**** DATA PROVIDED ****
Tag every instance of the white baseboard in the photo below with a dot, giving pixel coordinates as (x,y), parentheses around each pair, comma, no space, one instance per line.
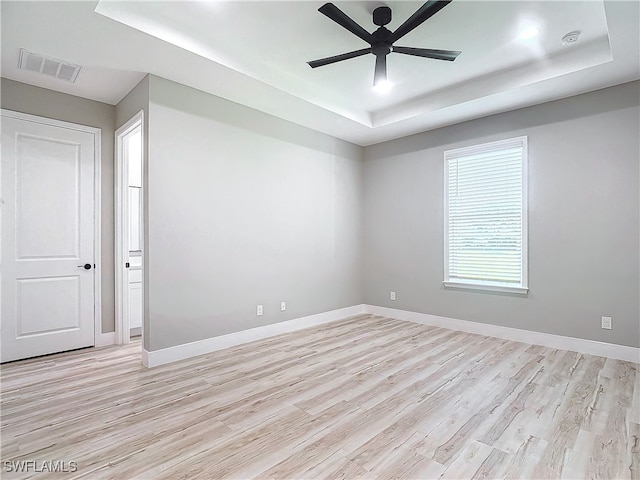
(105,339)
(167,355)
(590,347)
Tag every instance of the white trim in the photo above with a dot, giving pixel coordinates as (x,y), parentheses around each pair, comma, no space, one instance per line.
(97,204)
(106,339)
(522,288)
(485,287)
(172,354)
(122,228)
(589,347)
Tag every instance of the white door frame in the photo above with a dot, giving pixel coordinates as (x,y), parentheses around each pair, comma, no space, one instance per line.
(97,211)
(122,228)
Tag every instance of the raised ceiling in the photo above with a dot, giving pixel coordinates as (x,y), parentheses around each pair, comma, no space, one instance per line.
(255,53)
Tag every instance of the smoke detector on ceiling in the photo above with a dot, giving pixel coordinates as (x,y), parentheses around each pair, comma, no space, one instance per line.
(571,37)
(52,67)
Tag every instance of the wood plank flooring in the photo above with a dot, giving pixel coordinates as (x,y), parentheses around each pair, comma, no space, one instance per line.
(365,397)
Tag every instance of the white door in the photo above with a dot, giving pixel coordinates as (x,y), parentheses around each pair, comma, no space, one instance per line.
(48,259)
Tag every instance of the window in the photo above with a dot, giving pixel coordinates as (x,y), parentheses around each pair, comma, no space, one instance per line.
(485,244)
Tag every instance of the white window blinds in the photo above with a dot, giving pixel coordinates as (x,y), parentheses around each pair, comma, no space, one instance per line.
(486,216)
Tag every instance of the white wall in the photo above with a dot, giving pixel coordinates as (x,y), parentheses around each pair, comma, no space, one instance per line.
(584,202)
(244,209)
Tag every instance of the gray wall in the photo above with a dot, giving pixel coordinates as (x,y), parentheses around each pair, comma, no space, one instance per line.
(244,209)
(24,98)
(584,156)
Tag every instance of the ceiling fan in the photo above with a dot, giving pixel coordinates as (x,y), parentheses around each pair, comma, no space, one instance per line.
(381,41)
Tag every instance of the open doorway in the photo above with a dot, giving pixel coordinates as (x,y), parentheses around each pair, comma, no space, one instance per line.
(129,219)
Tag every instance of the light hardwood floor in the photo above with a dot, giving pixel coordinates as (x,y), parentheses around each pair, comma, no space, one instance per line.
(366,397)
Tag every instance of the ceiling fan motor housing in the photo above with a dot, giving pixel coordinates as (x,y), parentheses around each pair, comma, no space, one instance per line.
(382,40)
(382,16)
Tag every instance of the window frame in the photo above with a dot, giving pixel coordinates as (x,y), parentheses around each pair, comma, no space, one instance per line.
(490,286)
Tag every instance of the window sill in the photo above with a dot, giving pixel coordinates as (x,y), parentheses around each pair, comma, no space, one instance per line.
(486,288)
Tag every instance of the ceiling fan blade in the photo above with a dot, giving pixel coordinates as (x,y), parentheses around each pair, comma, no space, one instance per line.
(341,18)
(423,13)
(380,74)
(449,55)
(338,58)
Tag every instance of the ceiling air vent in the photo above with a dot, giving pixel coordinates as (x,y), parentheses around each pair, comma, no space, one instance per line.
(52,67)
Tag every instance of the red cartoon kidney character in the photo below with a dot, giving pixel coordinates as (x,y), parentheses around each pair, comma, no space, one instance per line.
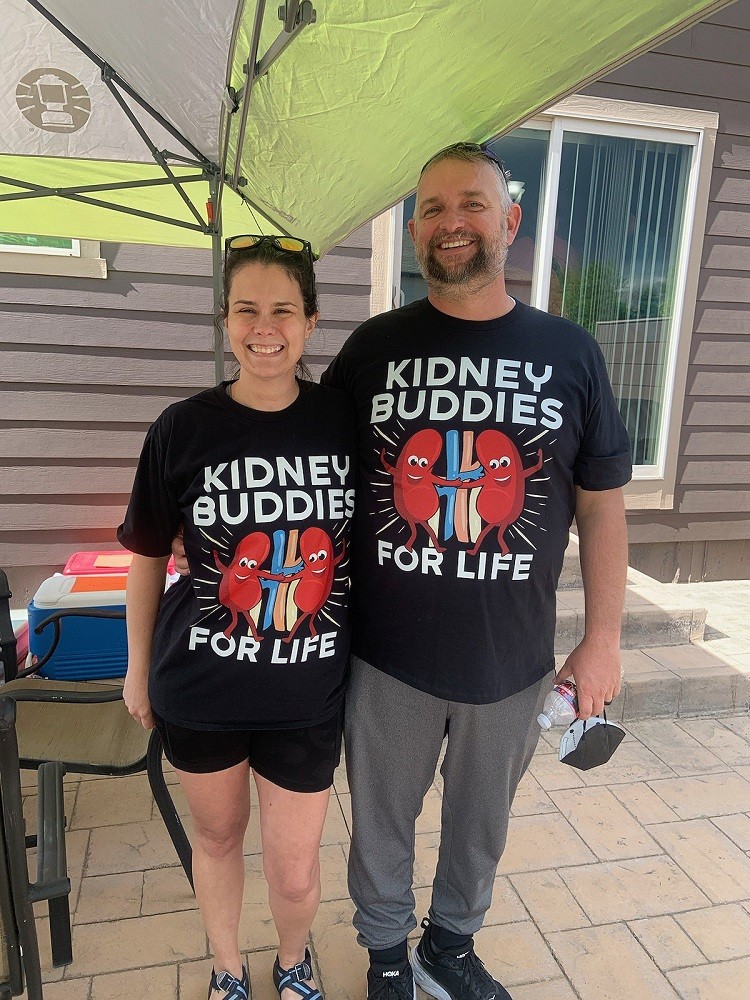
(503,486)
(315,579)
(239,588)
(414,483)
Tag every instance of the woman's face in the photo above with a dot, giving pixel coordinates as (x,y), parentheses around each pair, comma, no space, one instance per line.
(266,323)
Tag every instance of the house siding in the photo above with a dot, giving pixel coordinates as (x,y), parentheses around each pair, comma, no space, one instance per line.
(86,365)
(707,534)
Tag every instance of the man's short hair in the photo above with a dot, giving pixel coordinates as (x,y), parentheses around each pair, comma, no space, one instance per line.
(473,152)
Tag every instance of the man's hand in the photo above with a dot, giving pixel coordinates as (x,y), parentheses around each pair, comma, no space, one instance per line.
(178,551)
(135,696)
(595,663)
(597,671)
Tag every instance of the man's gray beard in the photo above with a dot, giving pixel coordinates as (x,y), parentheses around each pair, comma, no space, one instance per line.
(478,266)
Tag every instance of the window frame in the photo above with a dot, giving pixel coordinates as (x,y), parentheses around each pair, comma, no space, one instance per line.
(88,263)
(653,486)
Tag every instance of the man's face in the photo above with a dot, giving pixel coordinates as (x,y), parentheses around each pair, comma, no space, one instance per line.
(462,227)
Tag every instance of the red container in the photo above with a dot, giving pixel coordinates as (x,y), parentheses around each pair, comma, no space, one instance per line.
(109,562)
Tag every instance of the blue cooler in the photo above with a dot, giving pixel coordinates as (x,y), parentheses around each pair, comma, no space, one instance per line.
(89,648)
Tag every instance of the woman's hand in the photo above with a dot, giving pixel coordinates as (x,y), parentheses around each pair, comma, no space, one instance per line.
(135,695)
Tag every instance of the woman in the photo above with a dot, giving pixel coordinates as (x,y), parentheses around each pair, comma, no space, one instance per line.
(241,666)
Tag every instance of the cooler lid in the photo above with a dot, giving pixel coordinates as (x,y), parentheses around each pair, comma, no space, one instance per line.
(81,591)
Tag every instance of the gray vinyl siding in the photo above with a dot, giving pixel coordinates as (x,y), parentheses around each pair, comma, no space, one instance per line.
(86,365)
(708,533)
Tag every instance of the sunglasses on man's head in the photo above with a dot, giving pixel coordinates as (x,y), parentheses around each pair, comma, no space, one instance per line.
(471,147)
(289,244)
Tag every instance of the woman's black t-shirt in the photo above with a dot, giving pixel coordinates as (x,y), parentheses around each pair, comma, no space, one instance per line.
(258,636)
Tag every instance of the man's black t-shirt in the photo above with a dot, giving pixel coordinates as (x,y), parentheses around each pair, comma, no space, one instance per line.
(257,637)
(472,436)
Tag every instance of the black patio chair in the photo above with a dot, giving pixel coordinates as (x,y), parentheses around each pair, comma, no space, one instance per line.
(83,725)
(20,956)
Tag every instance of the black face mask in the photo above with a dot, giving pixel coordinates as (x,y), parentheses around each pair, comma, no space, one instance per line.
(591,743)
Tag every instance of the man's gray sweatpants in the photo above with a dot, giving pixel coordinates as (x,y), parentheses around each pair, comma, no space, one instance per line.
(394,735)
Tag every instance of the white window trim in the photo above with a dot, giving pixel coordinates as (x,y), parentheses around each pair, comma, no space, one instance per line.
(652,487)
(49,261)
(73,251)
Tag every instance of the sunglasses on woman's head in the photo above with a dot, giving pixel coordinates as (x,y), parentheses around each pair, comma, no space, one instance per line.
(289,244)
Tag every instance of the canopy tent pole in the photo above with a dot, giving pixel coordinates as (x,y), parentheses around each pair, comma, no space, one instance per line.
(214,183)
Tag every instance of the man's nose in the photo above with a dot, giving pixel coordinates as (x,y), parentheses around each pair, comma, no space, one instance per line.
(453,219)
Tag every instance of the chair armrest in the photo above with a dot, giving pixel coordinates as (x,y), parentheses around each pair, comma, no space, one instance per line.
(16,691)
(7,635)
(54,620)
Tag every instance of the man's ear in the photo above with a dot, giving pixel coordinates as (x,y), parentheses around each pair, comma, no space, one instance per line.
(514,221)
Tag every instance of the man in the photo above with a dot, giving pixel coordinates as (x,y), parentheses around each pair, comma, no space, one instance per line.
(484,427)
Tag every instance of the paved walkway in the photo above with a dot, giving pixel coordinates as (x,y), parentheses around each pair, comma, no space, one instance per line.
(630,881)
(627,881)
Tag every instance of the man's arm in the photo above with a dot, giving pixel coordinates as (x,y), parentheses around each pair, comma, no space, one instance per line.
(144,593)
(603,542)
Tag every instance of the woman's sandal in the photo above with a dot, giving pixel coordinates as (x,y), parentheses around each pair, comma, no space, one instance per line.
(294,979)
(235,989)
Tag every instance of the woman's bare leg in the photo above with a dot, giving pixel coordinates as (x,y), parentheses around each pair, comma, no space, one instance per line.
(291,825)
(220,808)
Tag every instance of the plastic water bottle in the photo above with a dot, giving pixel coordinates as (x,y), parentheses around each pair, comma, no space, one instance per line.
(560,706)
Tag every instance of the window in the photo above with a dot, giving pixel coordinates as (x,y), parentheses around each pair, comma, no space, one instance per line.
(51,255)
(609,207)
(12,243)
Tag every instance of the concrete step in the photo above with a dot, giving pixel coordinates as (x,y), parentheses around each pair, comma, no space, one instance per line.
(677,682)
(655,615)
(668,670)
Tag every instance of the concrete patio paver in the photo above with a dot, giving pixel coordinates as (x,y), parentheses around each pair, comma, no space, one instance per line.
(631,880)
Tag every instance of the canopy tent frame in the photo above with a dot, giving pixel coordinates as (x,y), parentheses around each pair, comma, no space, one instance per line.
(295,16)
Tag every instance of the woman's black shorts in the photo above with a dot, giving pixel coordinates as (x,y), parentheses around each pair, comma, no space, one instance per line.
(300,760)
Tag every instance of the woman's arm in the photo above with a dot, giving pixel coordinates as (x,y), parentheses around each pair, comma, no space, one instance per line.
(144,593)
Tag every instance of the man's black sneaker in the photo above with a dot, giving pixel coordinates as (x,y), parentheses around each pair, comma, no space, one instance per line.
(449,976)
(390,982)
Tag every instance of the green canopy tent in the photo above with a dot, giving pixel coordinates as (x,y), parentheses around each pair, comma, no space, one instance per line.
(172,121)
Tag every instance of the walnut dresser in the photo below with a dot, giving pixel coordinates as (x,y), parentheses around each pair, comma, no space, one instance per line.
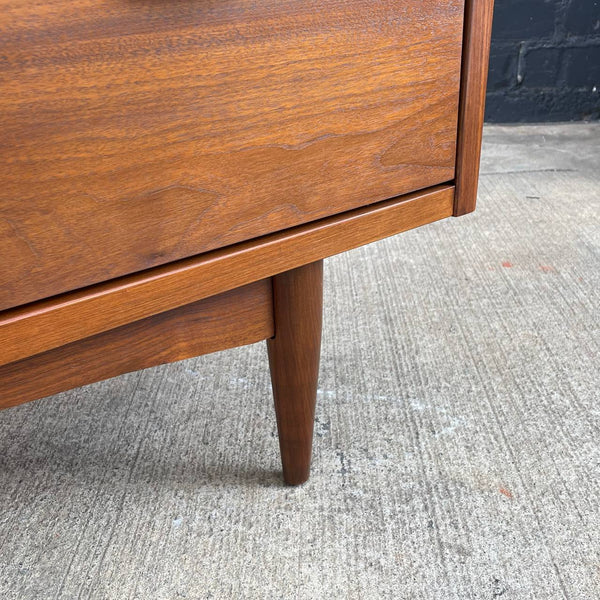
(174,172)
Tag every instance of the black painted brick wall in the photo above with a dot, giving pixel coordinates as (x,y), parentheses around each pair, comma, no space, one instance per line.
(544,61)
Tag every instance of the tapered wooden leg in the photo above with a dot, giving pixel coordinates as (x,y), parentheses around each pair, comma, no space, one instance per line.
(294,355)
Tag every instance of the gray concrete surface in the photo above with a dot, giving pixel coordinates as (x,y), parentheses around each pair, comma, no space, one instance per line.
(457,447)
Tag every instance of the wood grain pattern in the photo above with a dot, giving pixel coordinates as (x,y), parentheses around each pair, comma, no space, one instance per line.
(138,132)
(294,354)
(478,31)
(51,323)
(235,318)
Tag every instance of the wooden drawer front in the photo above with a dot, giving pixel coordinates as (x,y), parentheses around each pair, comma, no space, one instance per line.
(136,132)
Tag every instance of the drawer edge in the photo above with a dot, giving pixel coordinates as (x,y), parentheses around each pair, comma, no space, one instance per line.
(47,324)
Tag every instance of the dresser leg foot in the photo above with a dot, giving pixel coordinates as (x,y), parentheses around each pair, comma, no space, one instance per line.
(294,355)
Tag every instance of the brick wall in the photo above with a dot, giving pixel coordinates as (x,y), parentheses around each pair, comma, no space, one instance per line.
(544,61)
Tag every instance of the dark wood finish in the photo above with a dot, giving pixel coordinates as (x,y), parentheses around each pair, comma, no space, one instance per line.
(478,31)
(48,324)
(136,133)
(294,355)
(241,316)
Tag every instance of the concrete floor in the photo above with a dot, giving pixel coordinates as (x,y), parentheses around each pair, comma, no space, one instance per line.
(457,447)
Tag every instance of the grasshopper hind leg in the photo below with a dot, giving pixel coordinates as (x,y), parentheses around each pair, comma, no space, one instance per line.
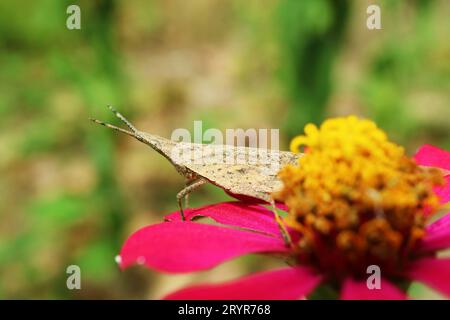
(281,225)
(191,186)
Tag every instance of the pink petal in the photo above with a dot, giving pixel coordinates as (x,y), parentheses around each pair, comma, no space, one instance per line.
(433,272)
(189,246)
(281,284)
(431,156)
(437,235)
(238,214)
(358,290)
(443,192)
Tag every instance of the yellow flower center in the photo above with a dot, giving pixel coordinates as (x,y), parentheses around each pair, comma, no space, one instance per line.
(355,198)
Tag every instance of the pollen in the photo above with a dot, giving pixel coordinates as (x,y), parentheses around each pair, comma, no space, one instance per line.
(355,198)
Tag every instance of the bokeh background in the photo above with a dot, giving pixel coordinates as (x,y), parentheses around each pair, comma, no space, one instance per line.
(71,192)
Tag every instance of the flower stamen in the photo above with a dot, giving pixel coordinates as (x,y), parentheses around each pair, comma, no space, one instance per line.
(355,197)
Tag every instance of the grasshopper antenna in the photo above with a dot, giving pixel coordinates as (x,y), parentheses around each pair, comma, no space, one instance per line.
(123,119)
(113,127)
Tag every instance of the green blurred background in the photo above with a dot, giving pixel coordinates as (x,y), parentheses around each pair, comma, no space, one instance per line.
(71,192)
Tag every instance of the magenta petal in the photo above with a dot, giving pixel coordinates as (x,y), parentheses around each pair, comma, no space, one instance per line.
(280,284)
(189,246)
(437,235)
(443,192)
(358,290)
(431,156)
(238,214)
(433,272)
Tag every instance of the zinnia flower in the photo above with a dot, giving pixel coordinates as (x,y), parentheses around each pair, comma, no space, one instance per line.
(354,200)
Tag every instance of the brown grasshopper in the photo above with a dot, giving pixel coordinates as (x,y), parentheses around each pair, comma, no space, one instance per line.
(255,179)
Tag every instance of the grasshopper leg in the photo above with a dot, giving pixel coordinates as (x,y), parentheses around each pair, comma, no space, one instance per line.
(188,189)
(284,233)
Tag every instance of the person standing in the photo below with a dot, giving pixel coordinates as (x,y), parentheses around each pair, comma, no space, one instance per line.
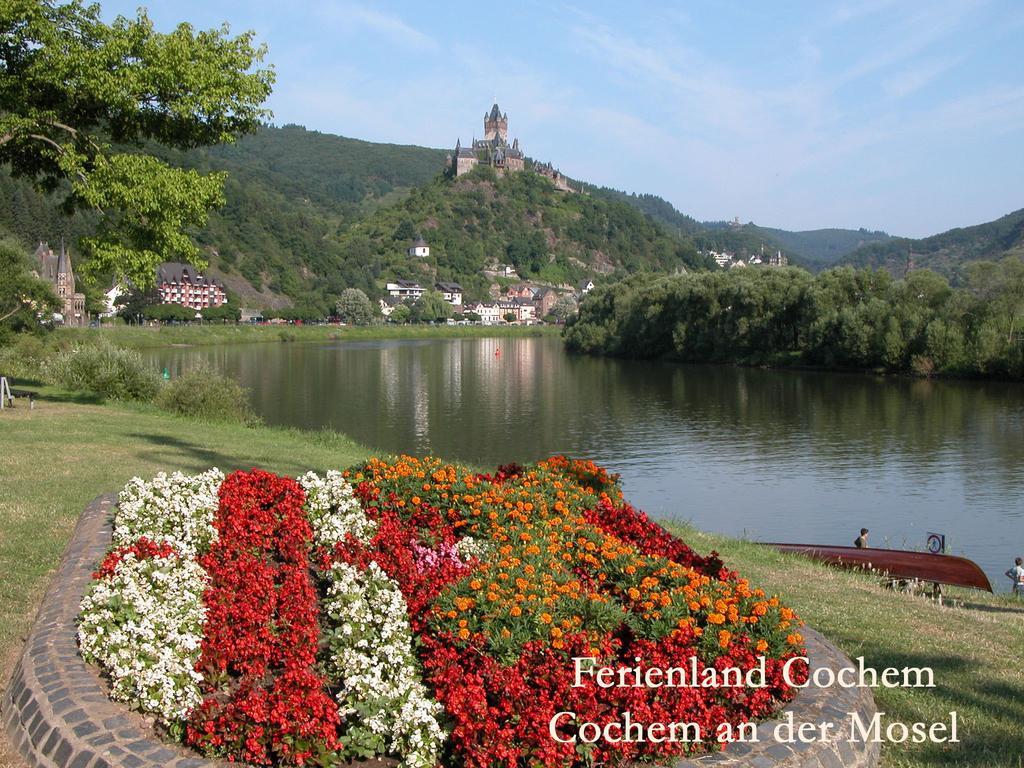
(1016,573)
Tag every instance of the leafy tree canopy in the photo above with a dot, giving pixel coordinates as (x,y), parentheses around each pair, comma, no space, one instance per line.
(23,296)
(74,91)
(353,307)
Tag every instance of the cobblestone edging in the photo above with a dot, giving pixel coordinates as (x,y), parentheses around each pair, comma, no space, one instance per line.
(56,714)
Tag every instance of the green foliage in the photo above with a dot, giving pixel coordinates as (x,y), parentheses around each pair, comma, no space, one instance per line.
(431,307)
(204,393)
(223,313)
(520,218)
(354,308)
(400,314)
(24,298)
(169,313)
(73,89)
(842,317)
(103,369)
(948,253)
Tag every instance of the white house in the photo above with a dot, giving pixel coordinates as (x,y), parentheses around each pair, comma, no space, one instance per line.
(525,310)
(452,292)
(406,289)
(111,300)
(489,313)
(419,249)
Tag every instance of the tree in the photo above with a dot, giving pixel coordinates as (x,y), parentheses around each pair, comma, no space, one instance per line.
(431,307)
(400,314)
(133,303)
(563,308)
(353,307)
(224,313)
(169,312)
(24,298)
(404,231)
(79,97)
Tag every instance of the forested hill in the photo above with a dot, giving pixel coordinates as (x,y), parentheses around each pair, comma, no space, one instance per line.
(309,214)
(814,249)
(290,193)
(478,220)
(946,253)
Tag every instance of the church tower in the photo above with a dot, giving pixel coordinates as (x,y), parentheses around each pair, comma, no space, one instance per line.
(496,125)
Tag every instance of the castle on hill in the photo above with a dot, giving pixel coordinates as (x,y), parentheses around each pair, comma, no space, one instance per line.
(496,152)
(57,271)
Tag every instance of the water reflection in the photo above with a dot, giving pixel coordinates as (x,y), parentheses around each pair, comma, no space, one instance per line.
(780,455)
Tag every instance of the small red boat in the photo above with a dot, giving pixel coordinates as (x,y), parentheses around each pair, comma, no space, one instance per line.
(898,563)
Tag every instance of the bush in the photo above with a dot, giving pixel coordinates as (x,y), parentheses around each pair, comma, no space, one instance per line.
(101,368)
(23,354)
(206,394)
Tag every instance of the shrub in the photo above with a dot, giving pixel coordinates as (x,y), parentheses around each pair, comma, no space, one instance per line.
(101,368)
(206,394)
(23,354)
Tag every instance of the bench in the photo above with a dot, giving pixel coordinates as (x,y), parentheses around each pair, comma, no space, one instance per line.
(7,394)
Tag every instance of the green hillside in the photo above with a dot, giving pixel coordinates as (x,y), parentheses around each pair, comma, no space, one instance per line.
(814,249)
(946,253)
(478,221)
(290,193)
(822,247)
(309,214)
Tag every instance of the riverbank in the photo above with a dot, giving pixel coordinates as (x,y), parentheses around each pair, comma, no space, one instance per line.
(67,451)
(144,337)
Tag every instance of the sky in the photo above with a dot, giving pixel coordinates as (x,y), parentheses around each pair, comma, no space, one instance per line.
(892,115)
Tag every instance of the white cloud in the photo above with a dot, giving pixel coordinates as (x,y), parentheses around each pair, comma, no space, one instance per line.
(388,26)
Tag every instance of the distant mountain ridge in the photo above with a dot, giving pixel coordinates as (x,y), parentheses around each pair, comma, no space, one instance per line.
(946,252)
(308,214)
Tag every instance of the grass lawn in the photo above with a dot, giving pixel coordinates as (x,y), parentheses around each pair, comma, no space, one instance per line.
(142,337)
(54,459)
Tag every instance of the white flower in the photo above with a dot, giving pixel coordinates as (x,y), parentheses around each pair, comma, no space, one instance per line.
(371,652)
(177,509)
(143,625)
(333,510)
(369,640)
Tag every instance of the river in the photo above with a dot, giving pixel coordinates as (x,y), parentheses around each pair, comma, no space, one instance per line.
(770,455)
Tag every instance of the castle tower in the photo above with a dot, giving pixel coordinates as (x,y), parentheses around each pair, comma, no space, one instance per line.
(66,278)
(496,125)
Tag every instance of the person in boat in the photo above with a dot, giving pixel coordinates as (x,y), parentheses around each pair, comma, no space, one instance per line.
(1016,573)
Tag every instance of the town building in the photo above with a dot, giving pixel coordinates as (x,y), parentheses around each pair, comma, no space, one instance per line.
(419,249)
(56,269)
(520,291)
(544,301)
(494,150)
(524,310)
(488,311)
(406,289)
(452,293)
(560,181)
(184,285)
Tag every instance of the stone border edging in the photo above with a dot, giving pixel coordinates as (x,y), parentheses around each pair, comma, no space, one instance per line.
(57,715)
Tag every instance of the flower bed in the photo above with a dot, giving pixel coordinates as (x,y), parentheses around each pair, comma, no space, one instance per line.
(419,610)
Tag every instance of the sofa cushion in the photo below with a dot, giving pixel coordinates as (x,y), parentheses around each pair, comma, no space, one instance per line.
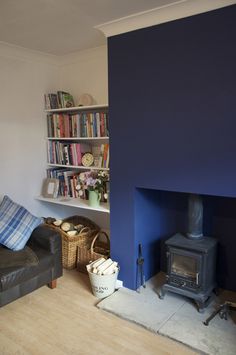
****
Lay out the listing, from the line with "Tag every instance of the grass lawn" through the end of the listing, as a Markdown table with columns headed Row and Line, one numbered row per line. Leave out blank lines and any pictures.

## OUTPUT
| Row | Line |
|---|---|
| 1 | Tag every instance of the grass lawn in the photo above with a dot, giving pixel coordinates as (x,y), parentheses around each pair, comma, no space, one instance per line. |
| 2 | (142,337) |
| 3 | (54,459) |
| 4 | Tag every instance of the white flower in the photo above with a dot, giving pixel coordinates as (x,y), parentheses around each pair, comma, no space, one instance per line. |
| 5 | (371,652) |
| 6 | (177,509) |
| 7 | (143,625) |
| 8 | (333,510) |
| 9 | (369,640) |
| 10 | Tag every instance of the river in the photo above with a dot, giving pixel coordinates as (x,y), parentheses around each pair, comma, no space, one instance per line. |
| 11 | (770,455) |
| 12 | Tag every instance of the castle tower in the photo above with a dot, giving pixel coordinates as (x,y), parentheses around each pair, comma, no space, one instance per line. |
| 13 | (66,278) |
| 14 | (496,125) |
| 15 | Tag every instance of the person in boat in the photo above with a dot, giving pixel coordinates as (x,y), parentheses around each pair, comma, no space, one instance per line. |
| 16 | (1016,573) |
| 17 | Tag every instance of the town building in the photo above with a dot, giving pixel coordinates as (x,y), parentheses around each pair, comma, no space, one instance per line. |
| 18 | (419,249) |
| 19 | (56,269) |
| 20 | (520,291) |
| 21 | (544,301) |
| 22 | (494,150) |
| 23 | (524,310) |
| 24 | (488,311) |
| 25 | (406,289) |
| 26 | (452,293) |
| 27 | (560,181) |
| 28 | (184,285) |
| 29 | Tag every instance of the stone border edging in the photo above with a dot, giving pixel coordinates as (x,y), parentheses around each pair, comma, no space, one instance per line. |
| 30 | (57,715) |
| 31 | Tag every instance of the flower bed in the photo above with a dot, giving pixel coordinates as (x,y), parentheses around each pair, comma, no space, one instance per line. |
| 32 | (419,610) |
| 33 | Tag every instance of the sofa cushion in the photo below with a dot, giving pixel coordinates as (x,y), parentheses around each pair, comma, no space, one instance per line. |